## Consegna
Trascrivi senza alcuna modifica il passo della presentazione dell'album Browser che va da "OLDER THAN BIRDS" fino a "never would use.".

## Estratto del documento
┄┄┄┄┄┄
Il cantante/chitarrista dei Barbarisms fa Faraone di cognome ma non fatevi ingannare: Nicholas è americano, il suo trio è svedese e il loro secondo album Browser è uscito in Italia per la neonata label romana A Modest Proposal. Viaggi tra i confini nazionali a parte, quel che è certo è che, dopo l’esordio omonimo di un anno e mezzo fa, la band è tornata con un disco ancor più bello, in cui pop e folk si congiungono con maestria, cura per i particolari e immediatezza. Una delle colonne sonore ideali per questa primavera così bizzarra e ammaliante. Schiaccia play e poi leggi il track-by-track (anche in inglese).
I used to love reading interviews and would hate when songwriters wouldn’t describe their songs so that their fans could have “their own experiences.” I wanted the inside dope, I wanted the dirt… I wanted to know whatever so-and-so songwriter knew so that I could write songs like that too. Or at least I wanted to make sure I wasn’t a fool for feeling a certain way about a certain song (which was foolish of me). Anyways, I can’t pretend to have any “inside dope” any more than I can pretend to have enough of an audience to use that slightly condescending word -“fans.” But I can still write things about these songs, helpful or otherwise.
HEAVIEST BREATHER
Appetito & Rimpianti.
I thought of the poet/translator Ernest Dowson, who “cried for madder music and stronger wine” and was dead by 33. And I thought about King Lear asking Gloucester if he could see how the world goes… and Gloucester (with his eyes gouged out) saying that he saw it, “feelingly.”
LOST POSITIONS
Il tuo migliore amico che si innamora della ragazza con la quale sei cresciuto e tu che lo incolpi della sua morte e lui che ti trova in Europa.
Lost Positions is a story song, the story goes like this: your best friend falls in love with a girl you grew up with, you blame him for her death, and he comes to find you in Europe. It’s a fairly long song, so it had room for stuff like drugs, love, politics and maybe forgiveness.
I HAVE NOT SEEN YOU IN DAYS
Un ritorno.
You come home, your clothes are wet and you think you’ve discovered something.
PRISON RULES
“I could be bounded in a nutshell … ” come diceva il buon Amleto.
What are Prison Rules? Isn’t one Prison Rule that on your first day you are supposed to crack the skull of the toughest motherfucker in the cafeteria? Or else “somebody’s going to eat your lunch?” Isn’t this a rule of The Real World too? Well, what’s a guy to do, “crawling between earth and heaven?”
OLDER THAN BIRDS
Amore & Turismo.
I wrote this song in an airport. I was thinking about the tourist and antique shops around the Louvre. I was on my way to spend some time in the Blue Ridge Mountains. It’s the only “old” song on the record, from about 7 years ago when I used to fill notebooks with exotic words I never would use.
RICO OF THE WHITE NIGHTS
Poeti romantici & TV Detectives & Inverno/Estate in Svezia.
┄┄┄┄┄┄
## Righe di dati
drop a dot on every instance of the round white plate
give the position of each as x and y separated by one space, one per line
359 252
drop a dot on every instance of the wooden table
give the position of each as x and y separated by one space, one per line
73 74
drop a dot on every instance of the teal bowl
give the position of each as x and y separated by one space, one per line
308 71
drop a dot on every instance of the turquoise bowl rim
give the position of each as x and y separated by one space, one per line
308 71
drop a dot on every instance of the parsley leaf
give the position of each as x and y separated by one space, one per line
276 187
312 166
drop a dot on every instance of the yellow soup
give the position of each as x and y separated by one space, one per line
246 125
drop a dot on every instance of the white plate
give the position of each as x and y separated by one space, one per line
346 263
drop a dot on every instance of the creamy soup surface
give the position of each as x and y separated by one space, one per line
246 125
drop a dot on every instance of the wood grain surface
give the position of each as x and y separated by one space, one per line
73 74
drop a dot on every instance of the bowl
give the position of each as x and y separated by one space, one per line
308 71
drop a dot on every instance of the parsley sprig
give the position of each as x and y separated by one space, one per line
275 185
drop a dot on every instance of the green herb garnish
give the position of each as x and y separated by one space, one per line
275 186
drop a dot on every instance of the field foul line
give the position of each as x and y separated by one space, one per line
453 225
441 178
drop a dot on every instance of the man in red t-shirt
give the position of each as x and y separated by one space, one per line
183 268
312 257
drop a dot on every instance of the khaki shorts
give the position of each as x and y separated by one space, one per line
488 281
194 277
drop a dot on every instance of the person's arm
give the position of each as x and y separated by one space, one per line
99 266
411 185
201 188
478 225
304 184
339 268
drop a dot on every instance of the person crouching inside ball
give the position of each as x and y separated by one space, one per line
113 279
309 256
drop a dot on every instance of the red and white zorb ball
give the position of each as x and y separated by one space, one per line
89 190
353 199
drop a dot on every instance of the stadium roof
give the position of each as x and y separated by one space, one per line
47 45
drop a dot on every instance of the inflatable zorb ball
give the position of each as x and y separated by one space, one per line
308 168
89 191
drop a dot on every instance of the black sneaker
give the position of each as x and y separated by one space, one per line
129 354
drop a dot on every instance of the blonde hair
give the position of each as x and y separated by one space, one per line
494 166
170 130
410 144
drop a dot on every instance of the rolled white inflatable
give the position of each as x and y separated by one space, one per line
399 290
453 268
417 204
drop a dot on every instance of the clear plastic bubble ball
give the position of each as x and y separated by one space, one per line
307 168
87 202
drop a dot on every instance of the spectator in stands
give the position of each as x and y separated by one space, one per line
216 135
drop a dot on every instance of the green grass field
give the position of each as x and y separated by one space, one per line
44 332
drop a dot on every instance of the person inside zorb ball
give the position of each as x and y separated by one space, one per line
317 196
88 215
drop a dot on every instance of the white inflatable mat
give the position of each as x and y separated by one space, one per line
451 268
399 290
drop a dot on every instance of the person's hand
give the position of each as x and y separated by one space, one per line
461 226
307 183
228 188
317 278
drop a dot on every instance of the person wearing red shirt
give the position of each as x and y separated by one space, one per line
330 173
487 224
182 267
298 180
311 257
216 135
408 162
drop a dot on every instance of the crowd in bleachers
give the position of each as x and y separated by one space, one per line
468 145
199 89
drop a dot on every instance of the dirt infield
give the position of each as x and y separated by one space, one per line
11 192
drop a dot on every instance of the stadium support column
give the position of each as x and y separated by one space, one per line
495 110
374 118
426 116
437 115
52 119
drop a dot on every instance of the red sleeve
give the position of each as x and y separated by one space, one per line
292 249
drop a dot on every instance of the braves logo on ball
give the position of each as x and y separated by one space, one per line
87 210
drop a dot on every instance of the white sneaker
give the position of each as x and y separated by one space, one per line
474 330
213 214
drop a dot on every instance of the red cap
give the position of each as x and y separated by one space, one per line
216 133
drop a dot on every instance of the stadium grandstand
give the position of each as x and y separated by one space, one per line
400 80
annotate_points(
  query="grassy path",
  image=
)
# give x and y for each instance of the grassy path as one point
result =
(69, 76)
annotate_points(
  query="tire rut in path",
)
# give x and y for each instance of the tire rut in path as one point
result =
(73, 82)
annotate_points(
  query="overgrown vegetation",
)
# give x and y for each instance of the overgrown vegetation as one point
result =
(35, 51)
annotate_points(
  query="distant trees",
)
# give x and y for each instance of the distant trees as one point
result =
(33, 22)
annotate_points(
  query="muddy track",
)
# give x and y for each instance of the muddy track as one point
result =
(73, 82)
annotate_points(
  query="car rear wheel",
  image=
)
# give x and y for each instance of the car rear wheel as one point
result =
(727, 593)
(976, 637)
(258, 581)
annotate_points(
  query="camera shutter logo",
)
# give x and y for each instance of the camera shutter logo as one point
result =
┄┄┄┄┄┄
## Risposta
OLDER THAN BIRDS
Amore & Turismo.
I wrote this song in an airport. I was thinking about the tourist and antique shops around the Louvre. I was on my way to spend some time in the Blue Ridge Mountains. It’s the only “old” song on the record, from about 7 years ago when I used to fill notebooks with exotic words I never would use.